### Reading text
All such Changes in the Work shall be authorized by written
Change Order signed by the Purchaser and Builder.
22.2 The Contract Sum and Contract Time may be changed only by
Change Order.
22.3 The cost or credit to the Purchaser from a Change in the
Work shall be determined by mutual agreement.
ARTICLE TWENTY THREE -- CORRECTION OF WORK
% MONA BUILDERS & DEVELOPERS, INC. shall correct any Work that
fails to conform to the requirements of the Contract Documents
*166 where such failure to conform appears during the
progress of the Work, and shall remedy any defects due to faulty materials,
equipment or workmanship which appear within a period of one
year from the Date of Substantial Completion of the Contract or
within such longer period of time as may be prescribed by law or
by the terms of any applicable special guarantee required by the
Contract Documents. The provisions of the Article Twenty Three
apply to Work done by Subcontractors as well as to Work done by
direct employees of MONA BUILDERS & DEVELOPERS, INC.
* * * * * * *
ARTICLE TWENTY FIVE -- TERMINATION BY THE PURCHASER
If MONA BUILDERS & DEVELOPERS, INC. defaults or neglects to
carry out the Work in accordance with the Contract Documents or
fails to perform any major provisions of the Contract, the
Purchaser may, after seven days written notice to MONA BUILDERS
& DEVELOPERS, INC., and without prejudice to any other remedy he
may have, make good such deficiencies and may deduct the cost
thereof*167 from the
payment then or thereafter due MONA BUILDERS &
DEVELOPERS, INC. or, at his option, may terminate the Contract.
At a time not disclosed by the record after petitioner and Ms. Davis executed the custom house contract, Mona Builders began construction of the house (custom house) described in that contract. Mona Builders obtained certain insurance policies from State Auto Property & Casualty Insurance Company (State Auto) in order to maintain the insurance required by the custom house contract.
The workmanship in constructing the custom house was generally poor. In addition, during construction of the custom house Mona Builders (1) used in certain structural components of that house materials that were inferior to those required by the custom house contract and (2) failed to install certain other required structural components. (We shall refer to the inferior and missing structural components as the structural defects of the custom house.) As a result of the structural defects of the custom house, the custom house was structurally unsound.

### Prompt 1
In the construction contract text, which company did Mona Builders obtain insurance policies from?

### Data supplied

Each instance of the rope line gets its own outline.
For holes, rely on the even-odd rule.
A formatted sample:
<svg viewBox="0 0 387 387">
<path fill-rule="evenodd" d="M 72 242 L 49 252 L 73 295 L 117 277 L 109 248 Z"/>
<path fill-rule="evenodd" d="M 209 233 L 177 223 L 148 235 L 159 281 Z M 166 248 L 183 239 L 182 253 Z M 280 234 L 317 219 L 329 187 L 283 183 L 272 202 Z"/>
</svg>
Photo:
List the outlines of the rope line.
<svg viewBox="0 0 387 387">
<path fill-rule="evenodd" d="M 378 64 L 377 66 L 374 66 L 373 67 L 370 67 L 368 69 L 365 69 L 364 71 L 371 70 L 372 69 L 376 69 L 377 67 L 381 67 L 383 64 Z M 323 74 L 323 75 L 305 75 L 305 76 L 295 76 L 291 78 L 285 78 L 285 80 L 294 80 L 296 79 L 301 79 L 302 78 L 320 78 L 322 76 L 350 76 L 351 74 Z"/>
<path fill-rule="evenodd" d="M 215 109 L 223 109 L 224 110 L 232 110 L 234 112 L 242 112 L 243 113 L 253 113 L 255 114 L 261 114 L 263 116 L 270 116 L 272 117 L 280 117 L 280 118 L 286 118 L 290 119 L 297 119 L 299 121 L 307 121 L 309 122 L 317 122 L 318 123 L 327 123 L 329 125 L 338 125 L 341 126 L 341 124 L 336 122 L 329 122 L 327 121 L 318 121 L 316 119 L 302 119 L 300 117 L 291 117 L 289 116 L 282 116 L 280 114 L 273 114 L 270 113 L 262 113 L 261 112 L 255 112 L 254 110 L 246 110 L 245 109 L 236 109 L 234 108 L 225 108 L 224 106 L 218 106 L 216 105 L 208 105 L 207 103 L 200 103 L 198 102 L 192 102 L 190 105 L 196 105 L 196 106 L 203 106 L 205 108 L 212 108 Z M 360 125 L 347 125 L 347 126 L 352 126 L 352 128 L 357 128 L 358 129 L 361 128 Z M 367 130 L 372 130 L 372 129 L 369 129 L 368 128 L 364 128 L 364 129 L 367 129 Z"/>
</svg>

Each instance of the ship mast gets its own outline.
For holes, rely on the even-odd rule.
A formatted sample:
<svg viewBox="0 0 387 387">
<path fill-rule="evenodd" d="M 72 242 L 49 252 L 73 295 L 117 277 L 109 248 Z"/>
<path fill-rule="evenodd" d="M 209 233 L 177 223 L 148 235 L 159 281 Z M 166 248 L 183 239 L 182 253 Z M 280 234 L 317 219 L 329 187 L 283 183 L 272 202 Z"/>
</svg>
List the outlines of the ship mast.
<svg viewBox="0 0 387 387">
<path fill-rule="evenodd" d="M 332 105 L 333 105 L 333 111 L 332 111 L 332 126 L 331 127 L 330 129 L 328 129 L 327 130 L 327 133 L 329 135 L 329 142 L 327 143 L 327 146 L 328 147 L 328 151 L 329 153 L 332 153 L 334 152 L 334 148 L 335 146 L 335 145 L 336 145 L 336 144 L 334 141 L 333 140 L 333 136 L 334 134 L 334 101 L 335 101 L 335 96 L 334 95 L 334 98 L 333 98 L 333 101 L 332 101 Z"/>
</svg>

### Prompt 2
Write out the rows word for word, starting at the line that contains "Each instance of the ship" and ending at the last line of the rows.

### Exercise answer 1
State Auto Property & Casualty Insurance Company (State Auto).

### Exercise answer 2
Each instance of the ship mast gets its own outline.
For holes, rely on the even-odd rule.
A formatted sample:
<svg viewBox="0 0 387 387">
<path fill-rule="evenodd" d="M 72 242 L 49 252 L 73 295 L 117 277 L 109 248 Z"/>
<path fill-rule="evenodd" d="M 209 233 L 177 223 L 148 235 L 159 281 Z M 166 248 L 183 239 L 182 253 Z M 280 234 L 317 219 L 329 187 L 283 183 L 272 202 Z"/>
</svg>
List the outlines of the ship mast.
<svg viewBox="0 0 387 387">
<path fill-rule="evenodd" d="M 332 105 L 333 105 L 333 111 L 332 111 L 332 126 L 331 127 L 330 129 L 328 129 L 327 130 L 327 133 L 329 135 L 329 142 L 327 143 L 327 146 L 328 147 L 328 151 L 329 153 L 332 153 L 334 152 L 334 148 L 335 146 L 335 145 L 336 145 L 336 144 L 334 141 L 333 140 L 333 136 L 334 134 L 334 101 L 335 101 L 335 96 L 334 95 L 334 98 L 333 98 L 333 101 L 332 101 Z"/>
</svg>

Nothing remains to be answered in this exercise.